_WHAT IS EXPECTED:_
Please transcribe the part of the entries that opens with the line containing "mark the region of every instance of the orange" and closes with the line containing "277 92 L 271", both lines included, with no changes. Leave the pictures out of your answer.

(Dataset entries)

%%

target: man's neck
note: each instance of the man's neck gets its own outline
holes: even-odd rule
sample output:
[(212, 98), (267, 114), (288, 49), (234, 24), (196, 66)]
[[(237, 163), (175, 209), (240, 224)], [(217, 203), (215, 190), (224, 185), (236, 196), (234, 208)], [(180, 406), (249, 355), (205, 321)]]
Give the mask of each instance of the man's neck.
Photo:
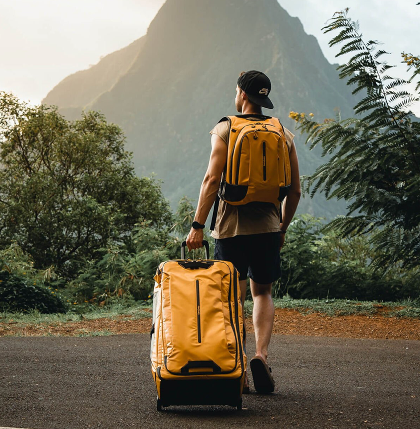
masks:
[(257, 110), (252, 109), (242, 109), (242, 115), (262, 115), (262, 111), (261, 110), (258, 111)]

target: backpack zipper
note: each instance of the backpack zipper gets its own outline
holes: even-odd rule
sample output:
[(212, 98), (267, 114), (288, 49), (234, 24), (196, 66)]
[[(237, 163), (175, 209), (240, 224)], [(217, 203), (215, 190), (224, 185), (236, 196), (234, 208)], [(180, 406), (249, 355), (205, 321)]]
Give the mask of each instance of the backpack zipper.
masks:
[[(255, 133), (255, 130), (253, 130), (252, 131), (247, 131), (246, 133), (245, 133), (242, 136), (242, 139), (240, 139), (240, 146), (239, 146), (239, 153), (238, 154), (238, 162), (237, 163), (236, 181), (236, 183), (235, 183), (236, 185), (238, 185), (238, 182), (239, 182), (239, 166), (240, 164), (240, 152), (241, 152), (241, 151), (242, 150), (242, 142), (243, 142), (243, 139), (245, 138), (245, 136), (247, 134), (249, 134), (250, 133)], [(274, 134), (277, 134), (278, 136), (280, 136), (280, 137), (282, 137), (281, 134), (280, 134), (280, 133), (276, 133), (274, 131), (269, 131), (268, 130), (260, 130), (259, 131), (258, 131), (257, 132), (258, 132), (258, 133), (273, 133)], [(235, 144), (236, 144), (236, 142), (235, 142)], [(235, 146), (234, 146), (234, 149), (235, 149)], [(231, 161), (231, 174), (232, 174), (232, 171), (233, 170), (233, 168), (232, 168), (232, 167), (233, 167), (233, 158), (234, 158), (233, 153), (234, 153), (234, 151), (232, 151), (232, 160)], [(264, 180), (265, 180), (265, 179), (264, 178)], [(232, 183), (232, 179), (231, 179), (231, 183)]]
[[(234, 165), (234, 153), (235, 153), (235, 148), (236, 147), (236, 143), (237, 143), (237, 142), (238, 142), (238, 137), (239, 137), (239, 135), (240, 134), (242, 130), (244, 128), (245, 128), (246, 127), (252, 127), (253, 125), (255, 127), (255, 126), (256, 125), (256, 124), (245, 124), (245, 125), (244, 125), (240, 129), (239, 129), (239, 128), (238, 129), (235, 129), (235, 132), (236, 133), (237, 132), (238, 132), (238, 135), (237, 136), (236, 140), (235, 140), (235, 143), (234, 143), (234, 147), (232, 148), (232, 154), (231, 155), (231, 167), (233, 167), (233, 165)], [(277, 130), (279, 129), (278, 127), (277, 127), (276, 125), (273, 125), (272, 124), (266, 124), (265, 125), (266, 125), (266, 126), (268, 125), (268, 126), (269, 126), (270, 127), (274, 127), (276, 129), (277, 129)], [(247, 134), (247, 133), (245, 133), (245, 134)], [(276, 134), (277, 134), (278, 133), (276, 133)], [(279, 135), (281, 137), (281, 135), (279, 134)], [(243, 138), (243, 137), (242, 137), (242, 139)], [(240, 148), (240, 148), (241, 148), (241, 147), (242, 146), (241, 146), (241, 146)], [(238, 176), (238, 174), (237, 174), (237, 176)], [(230, 183), (232, 184), (233, 184), (233, 180), (232, 180), (233, 178), (233, 169), (232, 168), (231, 168), (231, 171), (230, 171), (230, 174), (229, 174), (229, 177), (230, 177)], [(236, 182), (237, 182), (236, 184), (237, 185), (238, 184), (238, 180), (237, 180)]]
[(201, 322), (200, 316), (200, 283), (198, 280), (195, 281), (195, 291), (197, 294), (197, 332), (198, 342), (201, 342)]
[(262, 142), (262, 174), (263, 179), (267, 180), (267, 167), (266, 166), (265, 159), (265, 142)]

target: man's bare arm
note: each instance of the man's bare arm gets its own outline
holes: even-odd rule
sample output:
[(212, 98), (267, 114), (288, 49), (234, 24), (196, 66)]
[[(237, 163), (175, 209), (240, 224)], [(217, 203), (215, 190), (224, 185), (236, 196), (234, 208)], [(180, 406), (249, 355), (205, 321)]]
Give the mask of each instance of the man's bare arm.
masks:
[[(197, 205), (194, 220), (199, 223), (205, 223), (210, 209), (216, 199), (222, 174), (228, 158), (228, 146), (217, 134), (212, 134), (211, 153), (208, 167), (201, 188)], [(188, 248), (198, 249), (203, 247), (203, 230), (191, 228), (186, 239)]]
[(292, 143), (292, 147), (289, 154), (290, 159), (290, 168), (292, 170), (292, 183), (283, 204), (282, 205), (283, 222), (280, 224), (282, 229), (287, 229), (300, 198), (300, 179), (299, 175), (299, 162), (295, 142)]

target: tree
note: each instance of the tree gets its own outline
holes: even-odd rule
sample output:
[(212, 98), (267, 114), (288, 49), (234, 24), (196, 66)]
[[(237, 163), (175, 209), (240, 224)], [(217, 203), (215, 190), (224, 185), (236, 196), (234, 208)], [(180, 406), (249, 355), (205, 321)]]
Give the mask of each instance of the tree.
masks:
[(124, 140), (98, 112), (69, 122), (0, 93), (0, 247), (16, 240), (36, 268), (71, 277), (138, 222), (170, 224), (159, 184), (136, 176)]
[[(348, 78), (348, 84), (356, 86), (353, 93), (362, 98), (354, 107), (357, 117), (350, 119), (342, 120), (339, 114), (320, 123), (313, 115), (291, 112), (302, 132), (308, 133), (311, 148), (321, 144), (323, 155), (330, 155), (303, 178), (304, 190), (311, 197), (319, 190), (328, 199), (349, 202), (347, 215), (329, 222), (324, 232), (335, 229), (351, 236), (373, 230), (372, 242), (382, 251), (375, 264), (418, 266), (420, 123), (410, 108), (419, 95), (408, 92), (406, 80), (388, 75), (392, 66), (380, 61), (386, 52), (378, 42), (363, 40), (348, 12), (335, 13), (323, 29), (339, 31), (330, 46), (341, 44), (336, 56), (350, 57), (338, 68), (340, 77)], [(403, 55), (414, 68), (412, 80), (420, 72), (420, 62)]]

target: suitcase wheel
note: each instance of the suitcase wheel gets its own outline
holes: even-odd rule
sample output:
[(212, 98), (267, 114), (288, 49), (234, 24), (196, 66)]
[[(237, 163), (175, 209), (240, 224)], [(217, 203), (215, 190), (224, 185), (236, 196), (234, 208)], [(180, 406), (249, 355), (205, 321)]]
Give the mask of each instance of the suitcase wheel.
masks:
[(238, 404), (236, 405), (236, 409), (238, 410), (242, 410), (242, 398), (241, 398), (238, 401)]

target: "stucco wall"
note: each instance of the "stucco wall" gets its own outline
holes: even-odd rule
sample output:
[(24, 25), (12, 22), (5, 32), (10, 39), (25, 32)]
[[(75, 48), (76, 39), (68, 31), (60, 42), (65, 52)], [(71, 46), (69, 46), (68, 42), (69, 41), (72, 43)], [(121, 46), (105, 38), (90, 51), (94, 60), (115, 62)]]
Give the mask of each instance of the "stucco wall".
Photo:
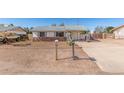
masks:
[(47, 32), (46, 37), (55, 37), (55, 32)]
[(115, 38), (124, 38), (124, 27), (114, 31)]
[[(68, 37), (67, 33), (68, 32), (64, 32), (64, 37)], [(40, 37), (40, 32), (33, 32), (32, 34), (34, 38)], [(56, 32), (46, 32), (45, 37), (56, 37)], [(81, 35), (79, 32), (72, 32), (72, 38), (78, 40), (81, 38)]]
[(39, 32), (32, 32), (33, 37), (39, 37)]

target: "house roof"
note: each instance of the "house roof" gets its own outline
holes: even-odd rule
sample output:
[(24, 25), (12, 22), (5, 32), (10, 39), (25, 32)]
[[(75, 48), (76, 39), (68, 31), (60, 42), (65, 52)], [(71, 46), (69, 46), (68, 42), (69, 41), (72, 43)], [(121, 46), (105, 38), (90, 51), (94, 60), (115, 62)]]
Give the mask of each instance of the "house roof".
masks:
[(30, 29), (31, 32), (34, 31), (82, 31), (85, 28), (83, 26), (38, 26)]
[[(21, 29), (21, 30), (16, 31), (17, 29)], [(21, 27), (14, 25), (0, 24), (0, 32), (5, 32), (5, 31), (9, 31), (11, 33), (16, 33), (16, 34), (26, 34), (26, 31)]]
[(12, 30), (16, 30), (18, 28), (20, 28), (20, 29), (22, 29), (24, 31), (23, 28), (18, 27), (18, 26), (0, 24), (0, 31), (12, 31)]
[(120, 29), (120, 28), (122, 28), (122, 27), (124, 27), (124, 25), (121, 25), (121, 26), (115, 27), (115, 28), (113, 28), (111, 31), (114, 32), (115, 30)]

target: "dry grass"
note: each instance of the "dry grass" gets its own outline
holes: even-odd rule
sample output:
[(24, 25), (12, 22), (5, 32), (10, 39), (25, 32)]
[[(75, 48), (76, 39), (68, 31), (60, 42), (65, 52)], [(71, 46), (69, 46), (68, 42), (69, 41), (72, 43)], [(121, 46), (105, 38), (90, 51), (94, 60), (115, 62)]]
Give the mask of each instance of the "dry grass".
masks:
[[(29, 43), (29, 42), (28, 42)], [(79, 47), (72, 60), (71, 47), (59, 43), (58, 57), (55, 60), (54, 42), (33, 42), (30, 46), (0, 46), (0, 74), (102, 74)]]

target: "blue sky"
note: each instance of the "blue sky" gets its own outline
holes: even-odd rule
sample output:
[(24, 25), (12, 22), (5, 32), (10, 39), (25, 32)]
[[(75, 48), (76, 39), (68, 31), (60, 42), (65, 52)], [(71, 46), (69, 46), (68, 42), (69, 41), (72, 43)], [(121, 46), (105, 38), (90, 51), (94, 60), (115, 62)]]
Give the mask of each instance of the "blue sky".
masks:
[(96, 26), (120, 26), (124, 18), (0, 18), (0, 24), (22, 27), (47, 26), (51, 24), (82, 25), (93, 31)]

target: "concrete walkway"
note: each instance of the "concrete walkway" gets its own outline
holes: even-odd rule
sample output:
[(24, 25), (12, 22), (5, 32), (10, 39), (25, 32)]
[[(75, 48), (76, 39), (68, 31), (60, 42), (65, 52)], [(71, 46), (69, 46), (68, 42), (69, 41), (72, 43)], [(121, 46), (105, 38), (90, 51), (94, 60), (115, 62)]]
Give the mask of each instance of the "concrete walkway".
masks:
[(110, 73), (124, 73), (124, 46), (106, 42), (76, 42), (77, 45), (96, 59), (101, 70)]

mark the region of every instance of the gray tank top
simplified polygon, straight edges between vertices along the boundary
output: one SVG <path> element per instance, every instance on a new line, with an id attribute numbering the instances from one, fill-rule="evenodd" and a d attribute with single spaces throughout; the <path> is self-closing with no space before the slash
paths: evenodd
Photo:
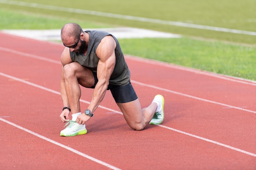
<path id="1" fill-rule="evenodd" d="M 118 86 L 127 84 L 130 81 L 130 73 L 117 39 L 114 35 L 105 31 L 87 31 L 85 32 L 88 33 L 89 36 L 86 55 L 70 51 L 72 61 L 78 62 L 97 73 L 97 66 L 99 59 L 96 55 L 96 49 L 102 38 L 107 35 L 111 35 L 116 42 L 117 46 L 115 51 L 116 64 L 110 76 L 109 83 L 110 84 Z"/>

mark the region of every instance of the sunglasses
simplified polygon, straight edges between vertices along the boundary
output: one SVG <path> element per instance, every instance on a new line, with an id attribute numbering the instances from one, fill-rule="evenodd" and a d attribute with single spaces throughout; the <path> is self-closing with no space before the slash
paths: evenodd
<path id="1" fill-rule="evenodd" d="M 82 30 L 81 30 L 80 33 L 79 34 L 79 37 L 78 37 L 78 38 L 77 39 L 77 41 L 76 41 L 76 43 L 74 44 L 74 45 L 72 45 L 71 46 L 67 46 L 66 45 L 64 44 L 64 43 L 63 43 L 63 45 L 64 45 L 64 46 L 66 46 L 67 47 L 71 48 L 71 49 L 74 49 L 74 48 L 76 48 L 76 47 L 77 46 L 77 44 L 78 44 L 79 40 L 80 39 L 80 34 L 81 34 L 81 31 L 82 31 Z"/>

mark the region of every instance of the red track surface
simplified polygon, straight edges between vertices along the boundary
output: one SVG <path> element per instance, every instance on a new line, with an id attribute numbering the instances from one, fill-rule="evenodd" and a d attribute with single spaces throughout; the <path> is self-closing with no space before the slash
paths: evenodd
<path id="1" fill-rule="evenodd" d="M 254 82 L 126 56 L 142 106 L 164 96 L 162 124 L 132 130 L 108 92 L 88 134 L 61 137 L 63 47 L 0 38 L 0 170 L 256 169 Z"/>

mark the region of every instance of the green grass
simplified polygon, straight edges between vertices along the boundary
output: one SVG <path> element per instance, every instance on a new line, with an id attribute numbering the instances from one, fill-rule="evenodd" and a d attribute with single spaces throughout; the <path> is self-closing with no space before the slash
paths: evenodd
<path id="1" fill-rule="evenodd" d="M 256 1 L 254 0 L 20 0 L 66 8 L 95 11 L 144 17 L 166 21 L 179 21 L 204 25 L 256 31 Z M 1 8 L 22 10 L 35 13 L 46 13 L 70 20 L 88 21 L 142 28 L 186 36 L 256 44 L 256 36 L 199 29 L 191 28 L 148 23 L 103 16 L 79 14 L 56 10 L 1 4 Z M 67 11 L 67 10 L 66 10 Z"/>
<path id="2" fill-rule="evenodd" d="M 256 80 L 256 48 L 188 38 L 119 40 L 126 54 Z"/>
<path id="3" fill-rule="evenodd" d="M 46 0 L 40 2 L 34 0 L 25 1 L 256 31 L 256 12 L 254 8 L 256 6 L 256 1 L 251 0 L 195 0 L 193 2 L 188 0 L 124 2 L 101 0 L 93 3 L 79 0 L 75 3 L 58 0 Z M 145 2 L 146 5 L 143 5 Z M 118 8 L 114 5 L 120 3 L 122 5 Z M 0 7 L 0 29 L 61 29 L 64 24 L 72 22 L 78 23 L 83 28 L 125 26 L 179 33 L 183 38 L 123 39 L 119 41 L 125 54 L 256 80 L 256 36 L 4 4 L 1 4 Z M 194 38 L 195 37 L 196 39 Z M 199 40 L 197 38 L 204 40 Z M 207 40 L 207 38 L 209 39 Z M 234 43 L 243 45 L 234 45 Z"/>

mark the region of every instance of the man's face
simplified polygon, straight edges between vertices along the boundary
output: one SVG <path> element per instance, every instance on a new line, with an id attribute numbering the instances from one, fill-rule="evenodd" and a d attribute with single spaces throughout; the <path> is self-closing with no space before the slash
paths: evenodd
<path id="1" fill-rule="evenodd" d="M 76 48 L 75 48 L 73 51 L 75 53 L 83 53 L 86 49 L 86 43 L 85 41 L 82 40 L 80 40 L 79 41 L 80 42 L 80 45 L 78 45 Z"/>

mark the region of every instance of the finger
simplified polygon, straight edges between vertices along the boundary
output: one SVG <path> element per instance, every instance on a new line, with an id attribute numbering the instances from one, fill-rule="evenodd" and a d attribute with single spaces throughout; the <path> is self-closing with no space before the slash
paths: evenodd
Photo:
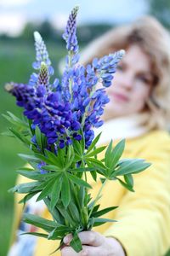
<path id="1" fill-rule="evenodd" d="M 78 236 L 84 245 L 99 247 L 105 241 L 105 236 L 95 231 L 82 231 L 78 234 Z"/>
<path id="2" fill-rule="evenodd" d="M 82 251 L 81 251 L 80 253 L 76 253 L 71 247 L 65 247 L 61 250 L 61 255 L 62 256 L 83 256 Z"/>
<path id="3" fill-rule="evenodd" d="M 78 233 L 78 236 L 82 244 L 91 245 L 94 247 L 100 246 L 105 241 L 105 236 L 94 231 L 82 231 Z M 69 245 L 72 240 L 72 235 L 69 234 L 65 236 L 63 241 L 65 244 Z"/>

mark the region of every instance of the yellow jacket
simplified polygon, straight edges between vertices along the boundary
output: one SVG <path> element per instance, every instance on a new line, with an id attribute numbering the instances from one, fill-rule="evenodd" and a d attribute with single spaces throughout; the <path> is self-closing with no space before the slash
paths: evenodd
<path id="1" fill-rule="evenodd" d="M 101 209 L 119 206 L 105 215 L 117 222 L 94 230 L 117 238 L 128 256 L 162 256 L 170 247 L 170 137 L 163 131 L 155 131 L 127 139 L 122 158 L 142 158 L 152 165 L 133 176 L 135 193 L 128 191 L 118 182 L 106 183 L 100 199 Z M 94 196 L 100 183 L 94 182 L 91 177 L 88 182 L 94 188 L 92 195 Z M 14 230 L 22 212 L 22 206 L 17 203 L 21 196 L 16 195 L 15 198 Z M 42 217 L 51 218 L 47 209 Z M 35 256 L 48 256 L 58 245 L 58 241 L 38 237 Z M 59 256 L 60 252 L 54 255 Z"/>

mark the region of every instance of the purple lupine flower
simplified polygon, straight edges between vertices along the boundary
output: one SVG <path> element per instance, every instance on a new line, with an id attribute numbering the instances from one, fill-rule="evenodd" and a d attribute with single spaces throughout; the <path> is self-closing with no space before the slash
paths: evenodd
<path id="1" fill-rule="evenodd" d="M 67 21 L 67 25 L 65 27 L 65 33 L 63 34 L 63 38 L 66 42 L 66 49 L 69 51 L 73 51 L 74 53 L 76 53 L 78 51 L 78 44 L 76 39 L 76 15 L 78 12 L 78 7 L 75 7 L 70 16 L 69 20 Z M 72 61 L 76 61 L 76 60 L 71 60 Z"/>
<path id="2" fill-rule="evenodd" d="M 41 62 L 40 73 L 37 78 L 37 84 L 42 84 L 48 86 L 49 83 L 49 76 L 48 71 L 48 66 L 45 62 Z"/>
<path id="3" fill-rule="evenodd" d="M 73 9 L 63 38 L 66 41 L 68 55 L 61 83 L 55 79 L 49 83 L 53 73 L 51 61 L 45 44 L 38 32 L 34 33 L 37 61 L 28 84 L 10 84 L 8 90 L 17 100 L 17 105 L 24 108 L 24 114 L 32 120 L 31 128 L 37 125 L 46 138 L 48 149 L 51 146 L 55 152 L 71 145 L 72 140 L 82 140 L 82 130 L 88 148 L 94 137 L 94 127 L 103 125 L 100 119 L 109 98 L 105 87 L 111 84 L 117 62 L 124 51 L 121 50 L 100 59 L 94 59 L 86 67 L 77 63 L 78 44 L 76 35 L 76 18 L 78 8 Z M 103 87 L 96 90 L 101 82 Z M 37 144 L 33 135 L 31 142 Z M 38 145 L 37 148 L 38 148 Z"/>

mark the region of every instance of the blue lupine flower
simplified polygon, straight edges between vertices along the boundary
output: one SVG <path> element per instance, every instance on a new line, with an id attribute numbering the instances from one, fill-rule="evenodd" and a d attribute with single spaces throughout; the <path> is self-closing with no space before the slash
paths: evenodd
<path id="1" fill-rule="evenodd" d="M 76 15 L 78 12 L 78 7 L 75 7 L 70 16 L 69 20 L 67 21 L 67 25 L 65 27 L 65 33 L 63 34 L 63 38 L 66 41 L 66 49 L 70 51 L 73 51 L 74 53 L 78 51 L 78 44 L 76 39 Z M 77 56 L 76 56 L 77 57 Z M 76 60 L 71 60 L 73 62 Z"/>

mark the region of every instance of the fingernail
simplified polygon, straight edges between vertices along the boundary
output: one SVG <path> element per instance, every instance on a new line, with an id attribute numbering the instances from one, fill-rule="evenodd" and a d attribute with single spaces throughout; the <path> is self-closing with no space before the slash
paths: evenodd
<path id="1" fill-rule="evenodd" d="M 68 243 L 70 241 L 69 236 L 65 236 L 63 239 L 64 243 Z"/>

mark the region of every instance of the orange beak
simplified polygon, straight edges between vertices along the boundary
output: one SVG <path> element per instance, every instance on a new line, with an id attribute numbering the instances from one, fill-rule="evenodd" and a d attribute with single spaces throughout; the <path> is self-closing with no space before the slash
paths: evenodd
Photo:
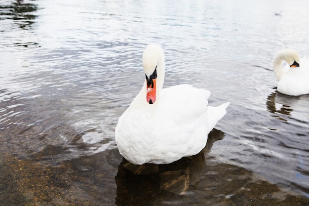
<path id="1" fill-rule="evenodd" d="M 155 102 L 156 98 L 156 79 L 154 79 L 151 80 L 151 84 L 147 83 L 147 93 L 146 99 L 149 104 L 154 104 Z"/>

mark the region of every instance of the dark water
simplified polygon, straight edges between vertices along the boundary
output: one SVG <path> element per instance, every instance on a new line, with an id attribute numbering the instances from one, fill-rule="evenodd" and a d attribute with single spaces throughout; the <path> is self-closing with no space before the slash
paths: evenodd
<path id="1" fill-rule="evenodd" d="M 277 92 L 271 68 L 281 49 L 309 54 L 309 6 L 0 0 L 0 205 L 309 205 L 309 95 Z M 135 175 L 115 127 L 154 42 L 165 86 L 231 104 L 202 152 Z"/>

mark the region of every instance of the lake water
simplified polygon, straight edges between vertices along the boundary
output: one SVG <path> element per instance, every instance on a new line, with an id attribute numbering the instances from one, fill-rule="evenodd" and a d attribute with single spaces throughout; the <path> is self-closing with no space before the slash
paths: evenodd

%%

_WRITTEN REPLY:_
mark the region of every instance of the orange beak
simplified polygon, straight edges between vertices along the boundary
output: one SVG <path> element per instance, every instance on a new line, with an id attribute numbering the instances from one, fill-rule="evenodd" and a d attribute with single spaces throughout; the <path> is self-closing with no space before the slash
paths: evenodd
Photo:
<path id="1" fill-rule="evenodd" d="M 155 102 L 156 98 L 156 79 L 154 79 L 151 80 L 151 84 L 147 83 L 147 93 L 146 99 L 149 104 L 154 104 Z"/>

mark the region of every instance of the dark water
simplified polygon, straight edges between vertices along the boundary
output: one SVG <path> element per instance, every instance on a new line, with an id attribute numbering the instances from one, fill-rule="evenodd" and a d attribute with single spaces throughout; the <path> is self-closing with no space before the slash
paths: evenodd
<path id="1" fill-rule="evenodd" d="M 277 92 L 271 68 L 281 49 L 309 54 L 309 6 L 0 0 L 0 205 L 309 205 L 309 95 Z M 135 175 L 115 127 L 154 42 L 165 86 L 231 104 L 202 152 Z"/>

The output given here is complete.